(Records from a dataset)

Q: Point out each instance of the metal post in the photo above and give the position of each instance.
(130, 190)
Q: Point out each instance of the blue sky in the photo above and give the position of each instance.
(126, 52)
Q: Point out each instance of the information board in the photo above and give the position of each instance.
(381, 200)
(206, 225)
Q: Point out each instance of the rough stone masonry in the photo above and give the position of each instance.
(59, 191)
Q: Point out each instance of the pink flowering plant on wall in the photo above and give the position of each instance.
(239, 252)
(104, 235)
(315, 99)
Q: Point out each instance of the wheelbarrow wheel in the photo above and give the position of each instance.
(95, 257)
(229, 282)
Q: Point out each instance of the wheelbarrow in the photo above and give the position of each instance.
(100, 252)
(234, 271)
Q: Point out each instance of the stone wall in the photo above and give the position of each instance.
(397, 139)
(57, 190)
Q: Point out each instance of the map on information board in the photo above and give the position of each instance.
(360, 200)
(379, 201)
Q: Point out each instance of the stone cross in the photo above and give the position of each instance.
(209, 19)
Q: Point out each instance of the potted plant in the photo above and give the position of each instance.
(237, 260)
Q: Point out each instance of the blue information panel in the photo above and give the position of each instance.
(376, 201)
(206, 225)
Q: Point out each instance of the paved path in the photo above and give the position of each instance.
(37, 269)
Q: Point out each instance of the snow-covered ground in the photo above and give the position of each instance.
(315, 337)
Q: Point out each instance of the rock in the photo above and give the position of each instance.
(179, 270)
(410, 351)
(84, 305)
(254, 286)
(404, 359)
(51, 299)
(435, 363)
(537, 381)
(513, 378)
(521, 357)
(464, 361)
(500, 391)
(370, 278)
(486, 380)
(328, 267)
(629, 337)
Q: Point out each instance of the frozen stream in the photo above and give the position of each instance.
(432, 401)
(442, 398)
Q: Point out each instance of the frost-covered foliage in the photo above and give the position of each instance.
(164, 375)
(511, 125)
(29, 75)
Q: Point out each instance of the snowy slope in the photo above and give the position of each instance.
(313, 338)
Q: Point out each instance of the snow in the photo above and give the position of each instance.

What to do: With no line skipped, copy the entries exactly as written.

Answer to this problem:
Q: Point out each instance of the metal post in the photo above and give the position of each instance.
(130, 190)
Q: Point out each instance of the blue sky in the photo above and give the position of each instance.
(126, 52)
Q: Point out each instance of the information board in the photo above and give the position of each instance.
(381, 200)
(206, 225)
Q: Point out each instance of the rough stone masonry in the photo above and give the position of each instance.
(59, 191)
Q: Point out each instance of the pink flowering plant on wall in the photo above and give the position of each instance.
(239, 252)
(104, 235)
(315, 99)
Q: Point out each instance of the wheelbarrow wheel in the photo above and give the position of each instance.
(95, 257)
(229, 282)
Q: Point out each instance of the wheelbarrow in the photo above and give the position of each instance.
(100, 252)
(234, 271)
Q: Point out each instance of the stone wall in the photo above and give the position of each instance.
(397, 139)
(57, 190)
Q: Point out each instance of the map on information board in the photo above and give the position of each instance.
(360, 200)
(379, 201)
Q: Point out each instance of the stone cross in the photo above and give the position of each instance.
(209, 19)
Q: Point out each instance of the potted plant in the photo above and give the position of each instance.
(237, 260)
Q: Point out each instance of the blue information panel in the photo above and give the position of each instance.
(376, 201)
(206, 225)
Q: Point out each instance of the paved path in the photo above and give the position of each instance.
(37, 269)
Q: Point out each instance of the snow-covered ground in the photo above and give the position of each instance.
(315, 337)
Q: Point out each instance of the rock in the photo above and give the position of each instance.
(179, 270)
(410, 351)
(84, 305)
(254, 286)
(404, 359)
(51, 299)
(435, 363)
(537, 381)
(513, 378)
(521, 357)
(464, 361)
(500, 391)
(370, 278)
(486, 380)
(328, 267)
(629, 337)
Q: Point out each instance of the frozen stream in the photo above and give the position of each instance.
(432, 401)
(442, 398)
Q: Point out each instance of the frost-covered foliage in the photo above and give the position of each instance.
(164, 375)
(511, 125)
(29, 75)
Q: Point out each instance of the snowy slope in the photo above and give the position of each instance.
(313, 338)
Q: Point out each instance of the snow in the photo above and give the position of each instance.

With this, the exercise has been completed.